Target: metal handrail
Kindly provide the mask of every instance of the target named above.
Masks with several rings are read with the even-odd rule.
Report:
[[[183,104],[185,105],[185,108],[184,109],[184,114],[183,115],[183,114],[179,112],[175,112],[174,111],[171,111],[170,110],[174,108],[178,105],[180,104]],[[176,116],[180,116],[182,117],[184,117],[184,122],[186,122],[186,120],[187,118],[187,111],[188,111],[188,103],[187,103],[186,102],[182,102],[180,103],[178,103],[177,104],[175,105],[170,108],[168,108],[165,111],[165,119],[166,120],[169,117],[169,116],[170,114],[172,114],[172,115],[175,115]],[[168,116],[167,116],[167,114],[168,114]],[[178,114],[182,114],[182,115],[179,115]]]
● ● ● ● ●
## EXERCISE GOAL
Please reproduce each record precisely as written.

## OUTPUT BELOW
Target: metal handrail
Kindly provide the mask of every instance of the target named above.
Masks with several rings are read with the even-odd rule.
Report:
[[[183,104],[185,105],[185,108],[184,109],[184,114],[183,115],[183,114],[179,112],[175,112],[174,111],[171,111],[170,110],[174,108],[178,105],[180,104]],[[176,116],[180,116],[182,117],[184,117],[184,122],[186,122],[186,120],[187,118],[187,111],[188,111],[188,103],[187,103],[186,102],[182,102],[180,103],[178,103],[177,104],[175,105],[170,108],[168,108],[165,111],[165,119],[166,120],[169,117],[169,116],[170,114],[172,114],[172,115],[175,115]],[[168,116],[167,116],[167,114],[168,114]],[[178,114],[182,114],[182,115],[179,115]]]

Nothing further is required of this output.